Exercise prompt :: Pull out each line of the records that contains the string "right".

----

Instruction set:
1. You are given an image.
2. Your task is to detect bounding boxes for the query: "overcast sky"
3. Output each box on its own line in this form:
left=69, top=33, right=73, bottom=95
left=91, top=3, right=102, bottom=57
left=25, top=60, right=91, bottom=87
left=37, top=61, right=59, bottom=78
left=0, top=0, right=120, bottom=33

----

Exercise output ::
left=69, top=33, right=73, bottom=95
left=91, top=3, right=102, bottom=57
left=25, top=60, right=91, bottom=87
left=37, top=61, right=59, bottom=78
left=0, top=0, right=120, bottom=33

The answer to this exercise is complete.